Take the lines from the one with "Warehouse picking: mark the tree in" to the end of the listing, both ends included, and quote them exactly, leaving pictures out.

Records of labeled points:
□ □ □ □ □
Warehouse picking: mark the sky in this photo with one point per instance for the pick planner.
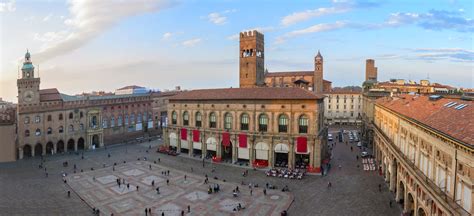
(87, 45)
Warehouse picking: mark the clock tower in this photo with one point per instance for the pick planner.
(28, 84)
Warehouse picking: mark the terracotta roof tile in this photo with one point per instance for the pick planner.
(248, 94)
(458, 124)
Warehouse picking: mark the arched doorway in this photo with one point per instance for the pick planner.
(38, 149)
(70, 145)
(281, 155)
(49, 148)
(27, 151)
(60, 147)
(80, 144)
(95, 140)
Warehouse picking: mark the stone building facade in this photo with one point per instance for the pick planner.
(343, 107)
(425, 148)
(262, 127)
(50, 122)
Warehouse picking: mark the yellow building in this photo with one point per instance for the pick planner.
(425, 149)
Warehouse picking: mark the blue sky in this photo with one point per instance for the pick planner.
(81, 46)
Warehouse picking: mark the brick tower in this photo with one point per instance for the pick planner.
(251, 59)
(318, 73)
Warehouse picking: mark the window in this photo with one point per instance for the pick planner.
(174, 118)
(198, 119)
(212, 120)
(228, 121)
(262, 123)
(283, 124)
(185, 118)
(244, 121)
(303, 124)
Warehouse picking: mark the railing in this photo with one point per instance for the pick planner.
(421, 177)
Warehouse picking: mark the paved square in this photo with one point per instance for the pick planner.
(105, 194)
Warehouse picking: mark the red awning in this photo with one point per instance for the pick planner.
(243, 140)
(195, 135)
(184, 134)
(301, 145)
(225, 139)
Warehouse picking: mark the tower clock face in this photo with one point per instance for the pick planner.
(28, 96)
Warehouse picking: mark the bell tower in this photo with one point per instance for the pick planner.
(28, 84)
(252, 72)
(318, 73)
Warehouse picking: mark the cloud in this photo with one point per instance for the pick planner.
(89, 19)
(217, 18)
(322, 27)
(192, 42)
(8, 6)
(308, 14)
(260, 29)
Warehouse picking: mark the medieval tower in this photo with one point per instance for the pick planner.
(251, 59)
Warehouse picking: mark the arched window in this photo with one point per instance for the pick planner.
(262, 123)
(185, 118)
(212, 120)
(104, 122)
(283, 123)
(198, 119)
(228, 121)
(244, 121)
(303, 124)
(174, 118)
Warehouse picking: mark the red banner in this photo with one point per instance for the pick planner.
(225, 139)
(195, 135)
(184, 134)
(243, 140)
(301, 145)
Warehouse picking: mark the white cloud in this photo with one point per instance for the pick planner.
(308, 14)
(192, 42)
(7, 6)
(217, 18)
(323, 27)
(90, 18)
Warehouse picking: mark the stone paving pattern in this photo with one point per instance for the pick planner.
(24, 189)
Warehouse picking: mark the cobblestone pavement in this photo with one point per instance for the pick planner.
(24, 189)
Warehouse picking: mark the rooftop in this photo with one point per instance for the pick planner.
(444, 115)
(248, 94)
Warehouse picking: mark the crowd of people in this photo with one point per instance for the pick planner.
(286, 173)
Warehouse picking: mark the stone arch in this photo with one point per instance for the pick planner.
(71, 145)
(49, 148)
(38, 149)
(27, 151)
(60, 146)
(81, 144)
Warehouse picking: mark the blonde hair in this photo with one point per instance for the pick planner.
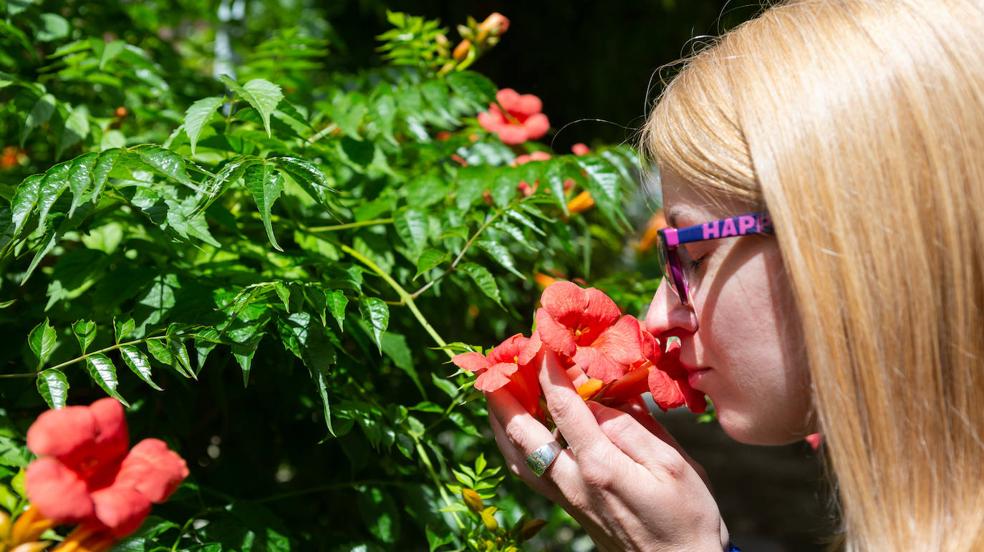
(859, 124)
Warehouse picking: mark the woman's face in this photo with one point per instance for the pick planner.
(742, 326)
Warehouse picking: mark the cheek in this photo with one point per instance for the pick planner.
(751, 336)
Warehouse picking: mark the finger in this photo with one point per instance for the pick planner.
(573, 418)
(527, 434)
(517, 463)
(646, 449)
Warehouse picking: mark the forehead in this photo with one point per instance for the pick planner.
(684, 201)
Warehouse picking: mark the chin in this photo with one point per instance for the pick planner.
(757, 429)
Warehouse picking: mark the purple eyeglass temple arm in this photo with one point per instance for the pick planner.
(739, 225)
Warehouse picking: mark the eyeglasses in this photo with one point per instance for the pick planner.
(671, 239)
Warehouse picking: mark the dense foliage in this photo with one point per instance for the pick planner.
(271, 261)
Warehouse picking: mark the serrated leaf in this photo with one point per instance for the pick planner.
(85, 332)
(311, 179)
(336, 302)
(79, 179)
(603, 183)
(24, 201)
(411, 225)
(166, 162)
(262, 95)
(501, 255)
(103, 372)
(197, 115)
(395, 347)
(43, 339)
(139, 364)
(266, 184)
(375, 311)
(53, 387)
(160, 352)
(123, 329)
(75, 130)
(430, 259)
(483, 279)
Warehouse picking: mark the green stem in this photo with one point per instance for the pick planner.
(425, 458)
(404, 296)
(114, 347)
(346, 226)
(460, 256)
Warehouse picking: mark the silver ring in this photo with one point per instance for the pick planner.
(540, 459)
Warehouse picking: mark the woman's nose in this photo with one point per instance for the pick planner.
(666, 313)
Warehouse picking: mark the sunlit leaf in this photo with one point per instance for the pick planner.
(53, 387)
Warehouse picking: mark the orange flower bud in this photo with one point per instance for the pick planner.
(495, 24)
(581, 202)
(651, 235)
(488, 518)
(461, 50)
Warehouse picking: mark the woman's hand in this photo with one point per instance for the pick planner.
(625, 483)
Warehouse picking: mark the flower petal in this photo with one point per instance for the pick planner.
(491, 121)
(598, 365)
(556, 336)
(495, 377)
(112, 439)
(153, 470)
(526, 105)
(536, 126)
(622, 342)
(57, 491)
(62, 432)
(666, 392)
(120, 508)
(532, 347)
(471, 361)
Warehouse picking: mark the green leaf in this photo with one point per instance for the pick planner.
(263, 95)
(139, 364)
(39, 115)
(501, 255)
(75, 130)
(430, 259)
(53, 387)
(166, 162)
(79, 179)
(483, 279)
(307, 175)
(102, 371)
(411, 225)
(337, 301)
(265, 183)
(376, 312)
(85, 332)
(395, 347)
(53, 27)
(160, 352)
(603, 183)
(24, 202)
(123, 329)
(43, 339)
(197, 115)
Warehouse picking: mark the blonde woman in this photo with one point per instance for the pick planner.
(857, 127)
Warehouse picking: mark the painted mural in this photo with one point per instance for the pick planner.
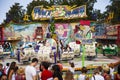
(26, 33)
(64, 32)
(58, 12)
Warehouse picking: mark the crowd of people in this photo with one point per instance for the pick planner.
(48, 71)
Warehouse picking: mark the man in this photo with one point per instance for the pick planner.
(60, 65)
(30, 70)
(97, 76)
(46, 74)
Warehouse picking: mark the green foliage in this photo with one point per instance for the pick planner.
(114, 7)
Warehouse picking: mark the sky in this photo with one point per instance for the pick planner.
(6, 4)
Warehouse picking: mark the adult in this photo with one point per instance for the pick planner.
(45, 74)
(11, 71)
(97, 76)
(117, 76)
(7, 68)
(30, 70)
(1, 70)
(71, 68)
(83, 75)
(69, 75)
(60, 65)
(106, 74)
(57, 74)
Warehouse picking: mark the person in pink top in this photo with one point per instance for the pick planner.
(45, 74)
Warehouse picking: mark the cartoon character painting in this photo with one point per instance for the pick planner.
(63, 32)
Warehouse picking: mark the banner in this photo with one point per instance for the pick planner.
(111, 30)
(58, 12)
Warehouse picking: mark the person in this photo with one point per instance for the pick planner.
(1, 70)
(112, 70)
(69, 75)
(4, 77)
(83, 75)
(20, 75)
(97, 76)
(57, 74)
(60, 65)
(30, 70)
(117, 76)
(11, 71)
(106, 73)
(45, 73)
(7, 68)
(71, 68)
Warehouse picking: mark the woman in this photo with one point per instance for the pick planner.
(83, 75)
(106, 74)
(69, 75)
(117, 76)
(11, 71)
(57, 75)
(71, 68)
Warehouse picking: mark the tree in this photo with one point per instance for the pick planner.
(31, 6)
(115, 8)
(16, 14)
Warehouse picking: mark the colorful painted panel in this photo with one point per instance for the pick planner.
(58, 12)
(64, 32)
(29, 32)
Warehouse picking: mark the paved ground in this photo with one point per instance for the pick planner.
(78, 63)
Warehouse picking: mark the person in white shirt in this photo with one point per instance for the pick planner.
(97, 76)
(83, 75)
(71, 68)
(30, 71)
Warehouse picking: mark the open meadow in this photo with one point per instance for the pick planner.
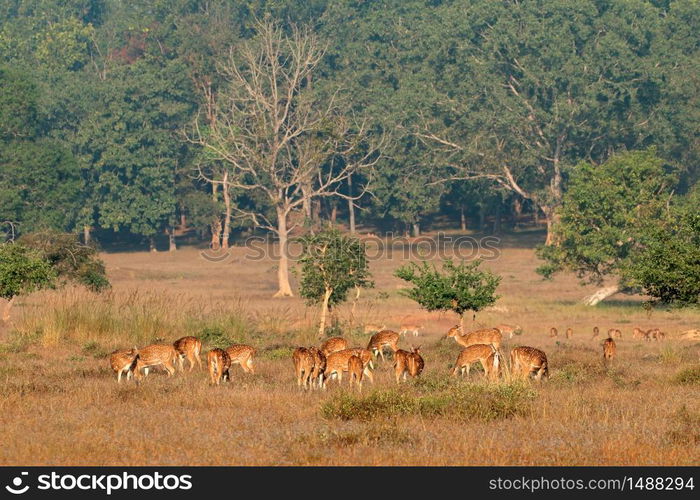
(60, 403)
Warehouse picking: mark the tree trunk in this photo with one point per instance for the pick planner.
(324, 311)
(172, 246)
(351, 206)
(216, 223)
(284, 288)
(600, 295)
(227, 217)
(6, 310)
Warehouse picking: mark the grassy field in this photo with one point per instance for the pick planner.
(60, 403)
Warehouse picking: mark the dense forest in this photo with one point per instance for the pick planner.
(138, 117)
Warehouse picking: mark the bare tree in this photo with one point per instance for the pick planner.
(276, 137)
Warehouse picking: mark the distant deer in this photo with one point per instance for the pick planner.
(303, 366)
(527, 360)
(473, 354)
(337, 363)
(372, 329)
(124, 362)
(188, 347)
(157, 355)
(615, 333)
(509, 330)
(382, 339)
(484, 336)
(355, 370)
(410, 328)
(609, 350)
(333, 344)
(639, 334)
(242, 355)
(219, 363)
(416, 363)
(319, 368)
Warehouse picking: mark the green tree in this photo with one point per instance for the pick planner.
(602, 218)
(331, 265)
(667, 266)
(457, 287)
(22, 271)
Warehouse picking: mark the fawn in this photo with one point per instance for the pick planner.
□ □ □ □ □
* [SOLUTION FOR THIS EXERCISE]
Warehouse picking: mark the tree in this photo with one point per instance for the pick planner.
(31, 6)
(115, 8)
(16, 14)
Warehouse picking: mark the colorful painted panel in this photo with one point per instance for the pick planner.
(58, 12)
(64, 32)
(29, 32)
Warehouse picking: mark the paved ground in this photo with one point per instance for the pick planner.
(78, 63)
Warehouse picking: mark the person in white shirt in this photo with one point per instance for the pick planner.
(97, 76)
(83, 75)
(71, 68)
(30, 71)
Warehouse picking: mark the open meadow in this photo with one point per instance for the pick planner.
(60, 403)
Warehouse picking: mark the tree trunk in this photo with one point per instance for the pick planner.
(324, 311)
(172, 246)
(351, 206)
(216, 223)
(284, 288)
(600, 295)
(227, 217)
(6, 310)
Warehouse picking: mark the grassy field in this photo with one point per instance for the pick planner.
(60, 403)
Warehouse picking: mark the dense forest in this photo with one point per instance for the pick planner.
(138, 117)
Warehouse picking: mark the bare tree in this photo with one point per instance for the pick planner.
(276, 137)
Warehouse picking: mark the distant deer in this photo with one point per instance for the pick planner.
(303, 366)
(527, 360)
(473, 354)
(337, 363)
(372, 329)
(124, 362)
(188, 347)
(157, 355)
(615, 333)
(509, 330)
(382, 339)
(484, 336)
(355, 370)
(410, 328)
(609, 350)
(333, 344)
(639, 334)
(242, 355)
(219, 363)
(416, 363)
(319, 368)
Warehouse picking: mark the green tree in this photo with one point per instance for the pick planner.
(602, 218)
(331, 265)
(667, 266)
(457, 287)
(22, 271)
Warehouse picking: mark the fawn in this photo with one point per instance for the pick planner.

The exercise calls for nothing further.